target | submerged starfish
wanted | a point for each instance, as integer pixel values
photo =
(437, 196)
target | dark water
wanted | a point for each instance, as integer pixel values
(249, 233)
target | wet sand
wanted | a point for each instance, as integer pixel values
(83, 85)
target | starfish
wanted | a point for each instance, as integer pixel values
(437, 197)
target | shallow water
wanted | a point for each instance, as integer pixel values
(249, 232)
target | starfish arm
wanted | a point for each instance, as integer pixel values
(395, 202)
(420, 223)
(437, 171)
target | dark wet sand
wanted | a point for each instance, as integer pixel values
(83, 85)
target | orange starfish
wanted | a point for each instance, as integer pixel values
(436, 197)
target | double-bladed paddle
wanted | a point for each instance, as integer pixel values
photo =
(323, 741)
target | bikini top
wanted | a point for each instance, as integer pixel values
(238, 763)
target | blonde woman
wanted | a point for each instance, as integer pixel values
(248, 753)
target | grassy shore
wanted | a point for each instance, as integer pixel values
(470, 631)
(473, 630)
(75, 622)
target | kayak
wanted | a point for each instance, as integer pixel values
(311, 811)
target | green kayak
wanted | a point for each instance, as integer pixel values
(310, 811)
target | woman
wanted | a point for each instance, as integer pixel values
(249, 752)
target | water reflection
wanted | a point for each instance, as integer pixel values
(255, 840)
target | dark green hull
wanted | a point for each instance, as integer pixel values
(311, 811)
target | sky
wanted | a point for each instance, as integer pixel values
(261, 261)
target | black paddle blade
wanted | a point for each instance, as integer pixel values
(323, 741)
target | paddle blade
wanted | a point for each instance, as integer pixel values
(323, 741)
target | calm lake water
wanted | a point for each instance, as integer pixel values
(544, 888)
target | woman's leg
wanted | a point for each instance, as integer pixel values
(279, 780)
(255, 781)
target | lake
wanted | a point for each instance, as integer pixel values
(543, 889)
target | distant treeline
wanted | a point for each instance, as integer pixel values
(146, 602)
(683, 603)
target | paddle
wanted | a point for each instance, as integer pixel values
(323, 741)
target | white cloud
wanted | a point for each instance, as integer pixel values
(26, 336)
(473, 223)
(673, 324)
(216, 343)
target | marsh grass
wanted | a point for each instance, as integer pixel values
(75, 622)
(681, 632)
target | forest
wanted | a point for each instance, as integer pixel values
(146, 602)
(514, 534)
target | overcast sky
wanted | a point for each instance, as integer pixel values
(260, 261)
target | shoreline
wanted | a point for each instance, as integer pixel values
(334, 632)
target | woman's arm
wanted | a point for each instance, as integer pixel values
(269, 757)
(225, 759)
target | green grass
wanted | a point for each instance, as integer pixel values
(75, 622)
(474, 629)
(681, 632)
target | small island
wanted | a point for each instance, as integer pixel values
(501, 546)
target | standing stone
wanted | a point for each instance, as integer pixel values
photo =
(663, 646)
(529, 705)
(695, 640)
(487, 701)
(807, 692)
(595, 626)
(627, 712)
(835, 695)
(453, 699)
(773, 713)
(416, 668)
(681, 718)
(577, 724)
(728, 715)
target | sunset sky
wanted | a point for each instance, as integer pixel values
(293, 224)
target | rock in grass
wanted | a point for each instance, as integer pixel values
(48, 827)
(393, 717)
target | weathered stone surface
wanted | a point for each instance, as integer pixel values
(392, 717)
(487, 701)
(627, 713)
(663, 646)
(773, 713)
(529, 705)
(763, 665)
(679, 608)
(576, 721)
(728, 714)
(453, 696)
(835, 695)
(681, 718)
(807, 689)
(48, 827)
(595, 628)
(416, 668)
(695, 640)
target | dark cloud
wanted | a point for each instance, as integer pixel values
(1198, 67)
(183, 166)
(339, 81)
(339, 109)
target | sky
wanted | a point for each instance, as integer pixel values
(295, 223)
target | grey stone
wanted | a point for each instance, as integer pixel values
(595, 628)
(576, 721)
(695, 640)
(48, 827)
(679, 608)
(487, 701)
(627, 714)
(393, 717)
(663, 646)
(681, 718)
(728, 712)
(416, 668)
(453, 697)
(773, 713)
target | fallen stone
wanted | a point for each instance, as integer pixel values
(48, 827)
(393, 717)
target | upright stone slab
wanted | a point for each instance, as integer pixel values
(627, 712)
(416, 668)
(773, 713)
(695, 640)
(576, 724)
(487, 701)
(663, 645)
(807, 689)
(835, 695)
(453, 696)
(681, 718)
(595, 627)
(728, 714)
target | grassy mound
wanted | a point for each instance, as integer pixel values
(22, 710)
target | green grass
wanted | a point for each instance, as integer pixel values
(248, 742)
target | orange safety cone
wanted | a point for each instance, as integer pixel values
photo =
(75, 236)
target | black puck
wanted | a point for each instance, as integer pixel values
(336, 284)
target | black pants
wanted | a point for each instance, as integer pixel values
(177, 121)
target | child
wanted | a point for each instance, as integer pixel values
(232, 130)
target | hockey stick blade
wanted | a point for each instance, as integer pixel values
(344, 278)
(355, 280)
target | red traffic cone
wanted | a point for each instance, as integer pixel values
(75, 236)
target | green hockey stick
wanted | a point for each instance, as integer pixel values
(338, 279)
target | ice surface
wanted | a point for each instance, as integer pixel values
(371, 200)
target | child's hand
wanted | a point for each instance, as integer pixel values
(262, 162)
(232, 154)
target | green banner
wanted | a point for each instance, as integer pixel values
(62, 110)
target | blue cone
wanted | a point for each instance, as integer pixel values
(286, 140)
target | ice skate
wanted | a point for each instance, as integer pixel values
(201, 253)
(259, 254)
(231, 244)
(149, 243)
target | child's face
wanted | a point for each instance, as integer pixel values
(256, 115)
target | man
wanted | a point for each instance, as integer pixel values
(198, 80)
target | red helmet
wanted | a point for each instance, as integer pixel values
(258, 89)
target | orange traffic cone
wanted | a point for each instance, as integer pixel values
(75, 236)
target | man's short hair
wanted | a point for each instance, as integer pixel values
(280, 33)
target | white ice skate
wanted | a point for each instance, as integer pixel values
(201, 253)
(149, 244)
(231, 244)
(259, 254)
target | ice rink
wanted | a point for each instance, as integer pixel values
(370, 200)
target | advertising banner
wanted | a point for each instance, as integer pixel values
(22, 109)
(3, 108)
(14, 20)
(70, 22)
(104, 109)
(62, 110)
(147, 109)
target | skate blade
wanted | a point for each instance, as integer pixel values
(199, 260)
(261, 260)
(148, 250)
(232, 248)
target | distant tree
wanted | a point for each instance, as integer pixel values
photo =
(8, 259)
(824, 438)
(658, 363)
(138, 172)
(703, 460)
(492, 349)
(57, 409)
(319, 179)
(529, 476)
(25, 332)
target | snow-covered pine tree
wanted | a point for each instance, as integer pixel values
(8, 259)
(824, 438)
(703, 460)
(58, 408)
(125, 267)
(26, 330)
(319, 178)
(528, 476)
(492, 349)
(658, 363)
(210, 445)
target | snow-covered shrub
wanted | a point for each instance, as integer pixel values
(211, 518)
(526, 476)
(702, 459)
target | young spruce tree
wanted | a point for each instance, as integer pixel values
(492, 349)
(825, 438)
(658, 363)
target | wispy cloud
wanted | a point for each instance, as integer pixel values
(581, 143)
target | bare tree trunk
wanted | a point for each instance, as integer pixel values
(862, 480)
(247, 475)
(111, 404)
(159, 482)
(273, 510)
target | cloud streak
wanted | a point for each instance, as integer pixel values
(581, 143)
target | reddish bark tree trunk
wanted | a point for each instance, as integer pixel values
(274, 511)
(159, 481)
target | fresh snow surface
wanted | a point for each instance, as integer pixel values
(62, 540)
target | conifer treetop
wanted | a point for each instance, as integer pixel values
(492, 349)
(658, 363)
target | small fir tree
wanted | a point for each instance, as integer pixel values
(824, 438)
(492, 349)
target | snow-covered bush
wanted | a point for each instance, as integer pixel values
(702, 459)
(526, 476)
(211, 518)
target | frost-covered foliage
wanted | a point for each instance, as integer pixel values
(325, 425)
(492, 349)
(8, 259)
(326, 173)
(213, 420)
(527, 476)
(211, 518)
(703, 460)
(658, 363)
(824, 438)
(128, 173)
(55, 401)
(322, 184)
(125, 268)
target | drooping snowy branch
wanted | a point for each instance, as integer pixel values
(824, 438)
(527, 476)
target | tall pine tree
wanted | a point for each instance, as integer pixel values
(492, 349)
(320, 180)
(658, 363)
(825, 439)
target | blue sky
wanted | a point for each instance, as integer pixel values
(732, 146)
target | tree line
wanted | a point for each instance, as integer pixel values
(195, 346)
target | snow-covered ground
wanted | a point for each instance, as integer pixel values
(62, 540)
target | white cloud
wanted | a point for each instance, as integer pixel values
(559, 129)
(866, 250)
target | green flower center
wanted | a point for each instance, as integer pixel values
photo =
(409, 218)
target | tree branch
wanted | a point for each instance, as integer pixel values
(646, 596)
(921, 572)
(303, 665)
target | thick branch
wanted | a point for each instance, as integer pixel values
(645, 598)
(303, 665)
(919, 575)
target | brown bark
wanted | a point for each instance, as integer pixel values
***
• Goal:
Scale the material from the line with "target | green flower center" up to and including the final line. Give every line again, requests included, with each point coordinate in the answers multiplied by 2.25 and rounded to a whole number, halves rounding up.

• Output below:
target | green flower center
wanted | a point for each instance, as integer pixel values
photo =
(920, 491)
target | tree branch
wanted | a point for each instance, as integer pixel values
(1454, 1341)
(2072, 1287)
(682, 1496)
target | thick branch
wanted | a point for each instance, as integer pixel values
(1451, 1346)
(682, 1496)
(2068, 1294)
target | brown bark
wanted | a point for each instance, as integer pixel values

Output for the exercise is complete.